╭─ Material shown

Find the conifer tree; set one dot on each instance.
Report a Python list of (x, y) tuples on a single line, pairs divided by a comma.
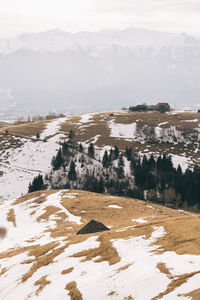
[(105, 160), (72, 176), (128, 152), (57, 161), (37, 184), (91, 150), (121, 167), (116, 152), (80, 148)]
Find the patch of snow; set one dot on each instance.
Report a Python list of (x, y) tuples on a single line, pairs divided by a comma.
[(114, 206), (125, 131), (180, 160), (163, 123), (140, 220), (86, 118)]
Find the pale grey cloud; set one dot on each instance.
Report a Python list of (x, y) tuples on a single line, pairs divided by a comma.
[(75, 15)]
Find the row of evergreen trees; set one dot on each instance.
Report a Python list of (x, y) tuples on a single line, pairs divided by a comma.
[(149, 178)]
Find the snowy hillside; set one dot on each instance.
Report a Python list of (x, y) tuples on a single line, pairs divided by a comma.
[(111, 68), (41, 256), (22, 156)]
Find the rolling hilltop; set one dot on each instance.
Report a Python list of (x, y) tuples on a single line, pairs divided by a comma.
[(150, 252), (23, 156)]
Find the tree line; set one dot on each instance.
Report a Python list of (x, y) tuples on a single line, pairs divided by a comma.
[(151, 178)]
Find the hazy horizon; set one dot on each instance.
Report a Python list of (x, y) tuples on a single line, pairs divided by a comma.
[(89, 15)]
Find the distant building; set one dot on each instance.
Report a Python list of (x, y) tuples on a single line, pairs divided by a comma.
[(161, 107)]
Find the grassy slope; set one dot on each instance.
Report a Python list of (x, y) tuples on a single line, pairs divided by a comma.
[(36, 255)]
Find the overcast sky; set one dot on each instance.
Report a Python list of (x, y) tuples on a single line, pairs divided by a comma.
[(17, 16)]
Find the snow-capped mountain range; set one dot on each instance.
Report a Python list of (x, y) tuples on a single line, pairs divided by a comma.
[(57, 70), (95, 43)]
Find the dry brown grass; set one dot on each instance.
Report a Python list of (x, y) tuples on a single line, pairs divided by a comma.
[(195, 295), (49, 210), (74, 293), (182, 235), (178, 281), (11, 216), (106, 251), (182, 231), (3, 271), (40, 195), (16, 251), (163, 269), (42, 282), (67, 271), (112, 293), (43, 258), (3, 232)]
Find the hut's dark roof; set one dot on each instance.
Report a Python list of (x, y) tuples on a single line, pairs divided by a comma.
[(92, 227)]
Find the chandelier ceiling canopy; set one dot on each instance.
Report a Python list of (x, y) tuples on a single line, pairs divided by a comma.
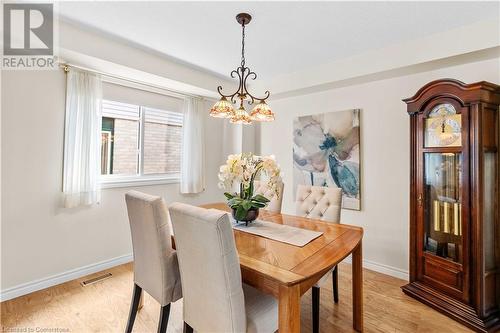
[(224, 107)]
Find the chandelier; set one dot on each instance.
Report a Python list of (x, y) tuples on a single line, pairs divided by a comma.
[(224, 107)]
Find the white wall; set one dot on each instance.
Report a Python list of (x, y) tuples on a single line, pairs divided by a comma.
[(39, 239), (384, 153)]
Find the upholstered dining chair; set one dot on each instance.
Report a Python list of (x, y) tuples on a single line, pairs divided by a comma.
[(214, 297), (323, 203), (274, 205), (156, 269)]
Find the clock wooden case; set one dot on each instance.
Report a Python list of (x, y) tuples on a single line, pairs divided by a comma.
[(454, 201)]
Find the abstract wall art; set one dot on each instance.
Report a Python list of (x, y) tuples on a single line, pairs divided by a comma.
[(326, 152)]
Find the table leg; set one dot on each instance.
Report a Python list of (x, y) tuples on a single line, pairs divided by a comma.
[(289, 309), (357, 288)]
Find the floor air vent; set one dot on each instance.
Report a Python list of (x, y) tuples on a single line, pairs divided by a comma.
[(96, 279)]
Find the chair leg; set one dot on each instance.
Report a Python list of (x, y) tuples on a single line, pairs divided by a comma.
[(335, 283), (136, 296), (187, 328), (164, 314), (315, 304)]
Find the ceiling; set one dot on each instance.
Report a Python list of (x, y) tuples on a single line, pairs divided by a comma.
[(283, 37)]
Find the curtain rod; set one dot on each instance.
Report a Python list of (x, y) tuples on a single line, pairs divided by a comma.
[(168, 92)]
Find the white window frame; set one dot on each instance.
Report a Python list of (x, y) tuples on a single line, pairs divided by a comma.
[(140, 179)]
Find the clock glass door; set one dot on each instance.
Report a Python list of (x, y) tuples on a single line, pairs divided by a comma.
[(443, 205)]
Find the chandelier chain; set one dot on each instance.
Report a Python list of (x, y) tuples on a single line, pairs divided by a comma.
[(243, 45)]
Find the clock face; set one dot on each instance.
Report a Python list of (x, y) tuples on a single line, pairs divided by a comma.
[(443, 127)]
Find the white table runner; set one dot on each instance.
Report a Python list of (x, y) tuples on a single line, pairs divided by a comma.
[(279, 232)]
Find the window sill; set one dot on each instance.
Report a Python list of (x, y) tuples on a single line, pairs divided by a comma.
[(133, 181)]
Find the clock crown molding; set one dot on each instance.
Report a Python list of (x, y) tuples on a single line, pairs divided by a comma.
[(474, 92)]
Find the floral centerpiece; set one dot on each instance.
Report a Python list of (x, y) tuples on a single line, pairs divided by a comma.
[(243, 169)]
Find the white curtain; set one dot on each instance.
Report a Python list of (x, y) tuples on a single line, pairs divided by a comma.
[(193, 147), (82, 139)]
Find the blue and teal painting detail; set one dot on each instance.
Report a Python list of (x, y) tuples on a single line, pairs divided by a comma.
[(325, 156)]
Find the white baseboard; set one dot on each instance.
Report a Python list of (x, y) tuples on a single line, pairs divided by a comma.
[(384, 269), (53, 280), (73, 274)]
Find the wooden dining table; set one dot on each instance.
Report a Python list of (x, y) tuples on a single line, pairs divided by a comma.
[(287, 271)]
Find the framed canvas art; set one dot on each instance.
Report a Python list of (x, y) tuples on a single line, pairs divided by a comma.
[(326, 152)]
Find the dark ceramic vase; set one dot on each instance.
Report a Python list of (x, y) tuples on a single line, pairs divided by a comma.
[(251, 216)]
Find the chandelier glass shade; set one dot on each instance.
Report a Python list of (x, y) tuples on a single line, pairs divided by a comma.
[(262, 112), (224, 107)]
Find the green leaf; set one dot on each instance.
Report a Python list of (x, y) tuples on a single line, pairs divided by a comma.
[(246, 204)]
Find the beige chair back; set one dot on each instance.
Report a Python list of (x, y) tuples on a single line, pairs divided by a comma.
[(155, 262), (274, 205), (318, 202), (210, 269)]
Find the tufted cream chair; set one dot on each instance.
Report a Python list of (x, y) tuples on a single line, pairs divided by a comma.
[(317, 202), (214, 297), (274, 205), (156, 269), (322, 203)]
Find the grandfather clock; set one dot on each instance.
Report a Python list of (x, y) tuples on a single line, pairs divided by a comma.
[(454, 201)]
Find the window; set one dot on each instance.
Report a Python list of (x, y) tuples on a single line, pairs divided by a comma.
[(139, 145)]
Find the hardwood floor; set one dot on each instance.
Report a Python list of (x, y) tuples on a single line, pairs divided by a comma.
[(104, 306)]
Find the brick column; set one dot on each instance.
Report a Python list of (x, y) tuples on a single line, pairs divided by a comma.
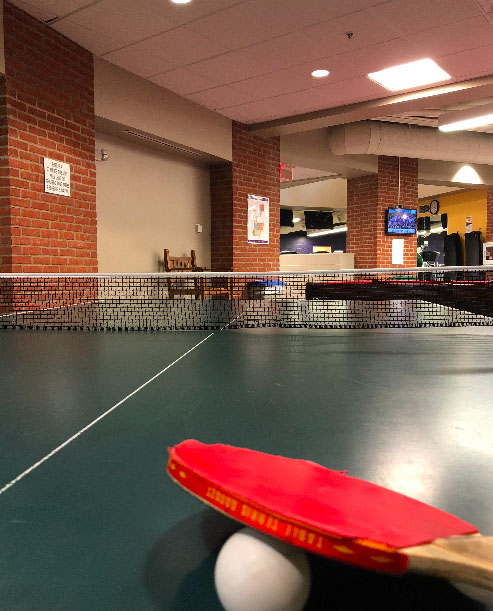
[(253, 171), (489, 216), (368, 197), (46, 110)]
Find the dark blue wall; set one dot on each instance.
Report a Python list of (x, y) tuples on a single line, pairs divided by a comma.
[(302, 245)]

╰─

*Exercise*
Drop the pictures and reproduce the rest of the entries above exactly.

*Reply to the exercise*
Find the conifer tree; set one dot on each instance.
Report a Python list of (x, y) tuples on a single line, pairs divided by a comma.
[(105, 160), (72, 176), (128, 152), (57, 161), (37, 184), (91, 150), (121, 167), (116, 152), (80, 148)]
Find the patch of snow; set one dot on each instance.
Report a Python list of (x, y) tuples on a single line, pairs divided by a comma.
[(114, 206), (125, 131), (180, 160), (163, 123), (140, 220), (86, 118)]
Find the pale grey cloud; set one dot on each instance.
Report a Python list of (x, y) tuples on a single line, pairs divided by a comma.
[(75, 15)]
Find the row of evergreen trees; set one dot on each instance.
Report a Python list of (x, y) tuples on a single line, pairs divided by a comma.
[(149, 178)]
Find the snowy hillside; set one dot on each instance.
Report a Python list of (x, y) tuples on a single line, pairs divided by a comma.
[(111, 68), (41, 256), (22, 156)]
Find the rolling hilltop; set one dot on each instance.
Report a Python list of (x, y) tuples on a single line, pairs divided by a comma.
[(150, 252), (23, 156)]
Find the tree line; set one dot on each instance.
Report a Python list of (x, y) tuples on a single line, pairs divided by a comma.
[(151, 178)]
Find the hazy horizon; set one dot on each instance.
Report a Python list of (x, y) tuples on a single line, pairs divided by a comma.
[(89, 15)]
Find the distant building; set one dot on each instance.
Report a Python list of (x, y) tuples on a single line, pairs divided by a comma.
[(161, 107)]
Find the grassy slope; set one dot on each instance.
Report a Python list of (x, y) tuples on a single line, pairs divided by a comma.
[(36, 255)]
Find the overcast sky; set one dot on each instance.
Report a Python list of (x, y) tuples on a single line, pairs divided by a comma.
[(17, 16)]
Find the snow-capped mountain range; set one dot on each instance.
Report a Python list of (x, y) tuples on a single line, pairs divided by a comma.
[(57, 70), (95, 43)]
Find the dry brown grass; set one dot on each instance.
Report a Python list of (x, y) tuples on a single line, pairs divided by a comma.
[(195, 295), (49, 210), (74, 293), (182, 235), (178, 281), (11, 216), (106, 251), (182, 231), (3, 271), (40, 195), (16, 251), (163, 269), (42, 282), (67, 271), (112, 293), (43, 258), (3, 232)]
Find the hut's dark roof; set one dot on each instance.
Report a Python list of (x, y) tuples on a single line, pairs divided by a comma.
[(92, 227)]
Find the chandelier ceiling canopy; set one dot on each instance.
Report a Python list of (x, y) tuples on a single line, pairs divided by a comma.
[(224, 107)]
Find the chandelier; set one dot on each instance.
Report a Python list of (x, y) tuples on a single line, pairs divided by a comma.
[(224, 107)]
Find the white wall; set one dot on each instance.
Report a Python list of (x, y) tuples on a single line, pairs divided by a comma.
[(39, 239), (384, 153)]
Find the upholstered dining chair; set one dot on each instance.
Report a Python list of (x, y) tuples on a single line, pairs divided by a comma.
[(214, 297), (323, 203), (274, 205), (156, 269)]
Find the clock wooden case; set one dot on each instance.
Report a Python list of (x, y) tuples on a single line, pairs divided by a comma.
[(454, 201)]
Find the abstract wall art; set one dot on each instance.
Report a Python list of (x, y) tuples on a single line, pairs divided by a comma.
[(326, 152)]
Find the table leg; set one dot on each instance.
Report a Python list of (x, y) tuples on a single line, pairs divided by a comma.
[(289, 309), (357, 288)]
Find the floor air vent; set one dot on each instance.
Report a Python list of (x, y) tuples on a single line, pairs divided by a comma.
[(96, 279)]
Find the chair leg; set one dot on each instance.
Report a Python list of (x, y) tuples on a single line, pairs divided by a comma.
[(335, 283), (136, 296), (187, 328), (164, 314), (315, 304)]
Find the ceiling; set one dot on each instance.
Report a Python list of (x, y) tuples on a single line, pairs divided by a comma.
[(283, 37)]
Find the curtain rod; set one dot on each instance.
Report a Python list of (x, y) tuples on a single line, pairs divided by a comma.
[(168, 92)]
Find the white window frame; set one dot on each instance.
Report a Python list of (x, y) tuples on a single line, pairs divided by a comma.
[(140, 179)]
Find the clock glass door; set one dot on each instance.
Report a Python list of (x, y) tuples on a single line, pairs divided by a comma.
[(443, 205)]
Find the chandelier chain; set one dot on each instance.
Report a Python list of (x, y) tuples on a single line, pairs divided by a comma.
[(243, 45)]
Find the clock face; set one dot on each instance.
Report a Python list of (x, y) tuples on a single line, pairs divided by a comma.
[(443, 127)]
Find the white table runner; set one dot on each instance.
Report a Python list of (x, y) tuples on a single line, pairs divided by a comma.
[(279, 232)]
Find the window sill; set one dot on each instance.
Report a Python list of (x, y) tuples on a single line, pairs divided by a comma.
[(133, 181)]
Find the clock crown molding; set one dot on each instance.
Report a Python list of (x, y) tuples on a single line, pairs divided by a comma.
[(474, 92)]
Find the floral centerpiece; set one dot on each instance.
Report a Python list of (x, y) tuples on a single line, pairs divided by a comma.
[(243, 169)]
Find the white curtain; set one dot on each instance.
Report a Python list of (x, y) tuples on a single line, pairs divided by a comma.
[(193, 147), (82, 139)]
Find the blue and teal painting detail; set one dot on each instance.
Report a Python list of (x, y) tuples on a single line, pairs divided by a comma.
[(325, 156)]
Find the white baseboard; set one dot on each instance.
Report a Python list of (x, y) tuples on a single line, pairs divided by a comma.
[(384, 269), (53, 280), (73, 274)]
Find the wooden dining table; set one dot on each instance.
Report a Python list of (x, y) tuples on a single line, pairs divided by a comma.
[(287, 271)]
Find the framed canvas art; set one dot on each instance.
Report a Python list of (x, y) tuples on a single line, pairs divided by a comma.
[(326, 152)]
Find the dark ceramic vase; set one dot on each instance.
Report a Python list of (x, y) tuples on a single line, pairs divided by a comma.
[(251, 216)]
Find the chandelier glass shade; set one dot on each instance.
Report a Python list of (x, y) tuples on a single line, pairs divided by a comma.
[(262, 112), (224, 107)]
Find the green leaf; set one dot on each instance.
Report a Python list of (x, y) tuples on a single line, pairs divided by a comma.
[(246, 204)]
Find the beige chair back; set one dot on each instance.
Report a Python list of (x, y) tuples on a single line, pairs divided by a comma.
[(155, 262), (274, 205), (318, 202), (210, 269)]
Find the tufted cream chair; set one dot on each instance.
Report a Python list of (x, y) tuples on a single line, pairs divided by a comma.
[(317, 202), (214, 297), (274, 205), (156, 269), (322, 203)]
Find the grandfather clock; set one dot on each instance.
Report a Python list of (x, y) tuples on a single line, pairs divided by a comma.
[(454, 201)]
Find the window; set one dot on each instance.
Report a Python list of (x, y) tuples on a single line, pairs divided by a comma.
[(139, 145)]
Find the hardwood floor; set one dot on each instance.
Report a Python list of (x, y) tuples on a single line, pairs divided by a comma.
[(104, 306)]
Find the brick column; set one dot on each instance.
Report a Python list of (x, y) tuples on a single line, pairs divided by a comma.
[(253, 171), (489, 216), (368, 197), (46, 110)]
Find the dark blue wall; set one dot on each instance.
Report a Python list of (x, y) tuples on a single line, pairs divided by a comma.
[(302, 245)]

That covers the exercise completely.